__Fragment__.
16 Het overblijfsel en de „andere schapen” zullen tezamen stellig de nieuwe wereld binnentreden, ongeacht welke wanhopige pogingen Satans oude wereld in het werk stelt ons te vernietigen. Ze kan evenmin verhinderen dat wij de strijd van Armageddon tot in de nieuwe wereld overleven, als dat ze de nieuwe hemelen en aarde kan belemmeren of vernietigen. „Want” om Jesaja 66:22 aan te halen, „evenals de nieuwe hemel en de nieuwe aarde, die ik maken ga, voor mijn aangezicht blijven bestaan, zegt Jahwe, zóo zullen uw nakroost en uw naam blijven bestaan” (LV). Dat hij thans een kern van de maatschappij der nieuwe wereld gereedmaakt, zal nimmer tevergeefs zijn. Deze kern zal, verborgen door Jehova’s machtige hand in de dagen van zijn toorn tegen de ten ondergang gedoemde oude wereld, door Armageddon heen komen, evenals Noach en zijn gezin verborgen in de ark door de Zondvloed heen kwamen. Gij overlevenden van Armageddon, gij zult op de „nieuwe aarde” de eersten zijn op het arbeidsveld.

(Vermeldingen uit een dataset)
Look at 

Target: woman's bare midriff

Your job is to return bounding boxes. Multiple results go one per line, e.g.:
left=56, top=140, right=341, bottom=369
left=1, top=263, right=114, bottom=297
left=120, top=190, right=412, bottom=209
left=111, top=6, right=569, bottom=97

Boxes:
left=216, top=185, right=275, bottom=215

__Voltooi het volgende__.
1. Met wie vergelijkt het fragment over Armageddon de kern die verborgen door Armageddon heen komt?
2. Zet het fragment over Armageddon voort, te beginnen na de laatste zin.

__Antwoorden__.
1. Met Noach en zijn gezin, die verborgen in de ark door de Zondvloed heen kwamen.

2.
17. Op welke wijze wensen wij te voorschijn te komen? Wat zal volgen?
17 Doch wij wensen, wanneer wij na Armageddon uit de ark waarin wij werden verborgen, te voorschijn komen, georganiseerd te voorschijn te komen. De vijand kan ons nog in zijn macht brengen en ons lichamelijk verstrooien of ons noodzaken ondergronds te gaan werken. Maar wanneer hij in Armageddon is vernietigd en wij te voorschijn komen uit de verwoeste plaatsen waar hij ons gevangen hield, zullen wij theocratisch georganiseerd voorwaarts marcheren daar wij de werkwijze van de organisatie kennen. Wij zullen allen weer bijeenkomen en over de gehele aardbol als een vrije maatschappij van de theocratische nieuwe wereld werken. Ter bestemder tijd zullen de leden van het getrouwe overblijfsel door de dood en de opstanding hun verandering ondergaan en in de onzichtbare nieuwe hemelen worden bijeengebracht, doch de „andere schapen” zullen als de nieuwe aarde met zichtbare „vorsten” blijven voortbestaan. Die rechtvaardige „nieuwe aarde” zal uit deze kleine kern aangroeien totdat alle doden die uit de graven worden opgewekt en het Koninkrijk gehoorzamen, er bij inbegrepen zijn. Wanneer het Koninkrijk tegen het einde van de duizend jaar Gods voornemen met betrekking tot de mensheid ten uitvoer zal hebben gebracht, dan zal dat stelsel eindigen. Dan zullen er nieuwe samenstelsels van dingen volgen, die de getrouwe mensheid der nieuwe aarde tot eeuwige vreugde en zegen zullen strekken. — 1 Kor. 15:24-28.
18. Wat zijn wij dus vastbesloten voortaan te doen?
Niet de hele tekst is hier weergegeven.